◆ Exercise instructions
From the news article about COVID red flags in the Tri-county area, copy word for word the passage starting at "Three red lights" and ending at "its weekly update.".

*** Opening of Document excerpt ***

Three red flags for Tri-county area as COVID cases increase, but 'it's not too late to act'

June 17, 2020
Graph showing an increase in estimated COVID-19 cases
This graph from the MUSC COVID-19 Epidemiology Intelligence project shows a dramatic increase in the estimated number of cases in the Tri-county area.

Three red lights are now flashing for the Charleston Tri-county area in the Medical University of South Carolina’s COVID-19 Epidemiology Intelligence Project. Michael Sweat, Ph.D., leads the MUSC team tracking the coronavirus in Berkeley, Charleston and Dorchester counties. It just released its weekly update.

“We have three key indicators in the red zone now. One, the growth rate of infections has surpassed 5%. It’s now 5.3%,” Sweat said. The previous week’s growth rate was 3.6%, which kept it in the yellow zone.

*** Close of Document excerpt ***
*** Opening of Data block ***

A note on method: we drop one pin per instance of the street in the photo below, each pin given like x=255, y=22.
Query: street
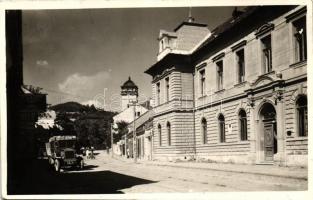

*** Close of Data block ***

◆ Task answer
Three red lights are now flashing for the Charleston Tri-county area in the Medical University of South Carolina’s COVID-19 Epidemiology Intelligence Project. Michael Sweat, Ph.D., leads the MUSC team tracking the coronavirus in Berkeley, Charleston and Dorchester counties. It just released its weekly update.